**TESTO ESTRATTO:**
/---
Un congresso del Pd per rinunciare formalmente all’ideologia dell’alleanza strategica con i populisti sarebbe anche un passaggio utile, ma in fondo non è necessario. Qui ci accontentiamo di poco e in particolare che adesso Letta e gli ineffabili Boccia, Orlando e Provenzano ci risparmino lo spettacolo indecoroso di provare a rappacificare i due populisti finalmente senza più popolo.

Con un senso di liberazione lo ha notato Stefano Bonaccini: «Abbiamo inseguito per troppo tempo il Movimento 5 stelle, ma quando tu insegui qualcuno decidendo le tue mosse in base a quello che fa lui, la gente tra l’originale e la fotocopia segue la prima». Ė la pura e semplice verità.

Diciamo dunque che da quando il M5s sta collassando il Pd respira meglio, alza lo sguardo, non subisce più le stramberie antipolitiche e qualunquiste – dalla casuale riduzione del numero dei parlamentari all’ambientalismo del no – e torna persino a essere competitivo, a vincere al Nord, nelle zone popolari (va a finire che il vero partito intimamente Ztl era proprio il contagioso Movimento), non ha più bisogno di chiedere il permesso a Beppe Grillo o a Giuseppe Conte di candidare chi gli pare, non deve più temere scavalcamenti a sinistra sulla pace, non deve più restare nella logica dei bonus a pioggia.
\---
**ESTRATTO DEL DATASET:**
/---
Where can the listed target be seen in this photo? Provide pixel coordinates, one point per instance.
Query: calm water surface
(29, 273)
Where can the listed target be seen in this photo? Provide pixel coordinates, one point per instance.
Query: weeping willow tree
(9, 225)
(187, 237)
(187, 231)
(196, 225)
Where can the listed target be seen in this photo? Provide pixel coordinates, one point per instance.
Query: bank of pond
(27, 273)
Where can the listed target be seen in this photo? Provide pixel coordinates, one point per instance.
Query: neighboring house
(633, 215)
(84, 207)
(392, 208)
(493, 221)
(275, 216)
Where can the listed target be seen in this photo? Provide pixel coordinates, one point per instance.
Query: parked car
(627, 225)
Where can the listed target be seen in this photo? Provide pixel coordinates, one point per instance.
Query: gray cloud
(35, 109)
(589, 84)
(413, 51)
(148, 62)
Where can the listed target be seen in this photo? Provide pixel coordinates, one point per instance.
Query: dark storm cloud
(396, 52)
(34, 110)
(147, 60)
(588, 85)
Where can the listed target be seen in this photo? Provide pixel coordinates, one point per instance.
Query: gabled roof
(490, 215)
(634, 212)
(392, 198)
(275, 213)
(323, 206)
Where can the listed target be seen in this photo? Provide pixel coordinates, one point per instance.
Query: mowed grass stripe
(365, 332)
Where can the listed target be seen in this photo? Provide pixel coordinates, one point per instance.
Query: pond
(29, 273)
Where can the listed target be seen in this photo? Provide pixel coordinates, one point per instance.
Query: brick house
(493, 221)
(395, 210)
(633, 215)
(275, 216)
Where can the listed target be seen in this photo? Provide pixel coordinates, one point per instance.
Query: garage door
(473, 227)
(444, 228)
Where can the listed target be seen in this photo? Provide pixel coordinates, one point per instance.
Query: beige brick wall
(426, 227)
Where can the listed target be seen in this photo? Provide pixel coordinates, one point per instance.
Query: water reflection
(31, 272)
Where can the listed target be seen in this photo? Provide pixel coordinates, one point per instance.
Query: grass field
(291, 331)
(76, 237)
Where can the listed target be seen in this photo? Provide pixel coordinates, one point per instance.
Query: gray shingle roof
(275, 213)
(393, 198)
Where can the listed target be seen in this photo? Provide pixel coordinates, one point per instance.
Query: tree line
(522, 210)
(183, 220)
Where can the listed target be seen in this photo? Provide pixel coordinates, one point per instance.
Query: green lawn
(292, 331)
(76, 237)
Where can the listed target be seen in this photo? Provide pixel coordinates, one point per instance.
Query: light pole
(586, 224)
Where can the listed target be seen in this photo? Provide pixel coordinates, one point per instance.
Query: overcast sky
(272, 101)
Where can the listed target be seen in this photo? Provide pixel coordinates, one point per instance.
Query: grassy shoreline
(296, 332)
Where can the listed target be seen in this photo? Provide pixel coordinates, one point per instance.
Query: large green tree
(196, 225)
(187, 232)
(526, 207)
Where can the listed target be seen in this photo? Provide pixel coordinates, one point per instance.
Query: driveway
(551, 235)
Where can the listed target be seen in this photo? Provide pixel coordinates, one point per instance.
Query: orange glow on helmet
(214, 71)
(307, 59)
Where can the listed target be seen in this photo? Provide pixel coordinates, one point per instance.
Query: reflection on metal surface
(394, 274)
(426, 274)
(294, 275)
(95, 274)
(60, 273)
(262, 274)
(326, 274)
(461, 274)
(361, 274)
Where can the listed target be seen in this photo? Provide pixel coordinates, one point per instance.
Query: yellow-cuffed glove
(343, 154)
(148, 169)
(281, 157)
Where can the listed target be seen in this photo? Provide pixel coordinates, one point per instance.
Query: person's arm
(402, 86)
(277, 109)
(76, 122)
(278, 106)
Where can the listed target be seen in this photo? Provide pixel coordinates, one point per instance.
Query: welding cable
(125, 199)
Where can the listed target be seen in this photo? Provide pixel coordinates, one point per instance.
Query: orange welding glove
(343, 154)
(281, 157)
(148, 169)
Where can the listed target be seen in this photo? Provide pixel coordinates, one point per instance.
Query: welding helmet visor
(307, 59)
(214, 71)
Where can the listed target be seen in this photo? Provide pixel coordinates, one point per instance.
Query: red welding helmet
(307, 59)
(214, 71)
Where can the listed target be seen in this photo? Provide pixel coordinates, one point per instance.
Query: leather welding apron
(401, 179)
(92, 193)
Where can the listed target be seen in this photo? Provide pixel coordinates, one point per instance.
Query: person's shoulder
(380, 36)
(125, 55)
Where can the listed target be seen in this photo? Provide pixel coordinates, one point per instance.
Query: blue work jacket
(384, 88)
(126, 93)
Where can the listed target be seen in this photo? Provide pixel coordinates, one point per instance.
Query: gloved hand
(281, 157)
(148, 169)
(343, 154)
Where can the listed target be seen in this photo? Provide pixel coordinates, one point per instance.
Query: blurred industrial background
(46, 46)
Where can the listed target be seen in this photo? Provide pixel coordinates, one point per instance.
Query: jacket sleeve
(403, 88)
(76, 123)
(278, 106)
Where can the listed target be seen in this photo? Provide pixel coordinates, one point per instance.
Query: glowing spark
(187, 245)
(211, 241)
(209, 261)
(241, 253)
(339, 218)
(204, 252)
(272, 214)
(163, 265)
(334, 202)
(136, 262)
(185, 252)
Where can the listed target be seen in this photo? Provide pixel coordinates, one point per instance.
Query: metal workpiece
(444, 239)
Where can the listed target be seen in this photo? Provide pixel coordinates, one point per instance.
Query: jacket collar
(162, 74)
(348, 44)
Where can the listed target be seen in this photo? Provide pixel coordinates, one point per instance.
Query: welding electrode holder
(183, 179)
\---
**CONSEGNA 1:**
Risponda alle seguenti domande in base al testo estratto.
(a) Oltre a Letta, quali esponenti sono nominati nel primo paragrafo?
(b) Chi ha fatto l'osservazione riportata "con un senso di liberazione"?
(c) Quali due esempi di "stramberie antipolitiche e qualunquiste" vengono citati?
**CONSEGNA 2:**
Stabilisca se ciascuna affermazione concorda con il testo estratto, rispondendo sì o no e citando le parole decisive.
(a) Un congresso del Pd per rinunciare all'alleanza con i populisti è considerato indispensabile.
(b) Il Pd torna a vincere al Nord.
(c) Secondo Bonaccini, la gente tra l'originale e la fotocopia segue la fotocopia.

**RISPOSTA ATTESA 1:**
(a) Boccia, Orlando e Provenzano.
(b) Stefano Bonaccini.
(c) La casuale riduzione del numero dei parlamentari e l'ambientalismo del no.

**RISPOSTA ATTESA 2:**
(a) No: "ma in fondo non è necessario".
(b) Sì: "torna persino a essere competitivo, a vincere al Nord".
(c) No: "la gente tra l’originale e la fotocopia segue la prima".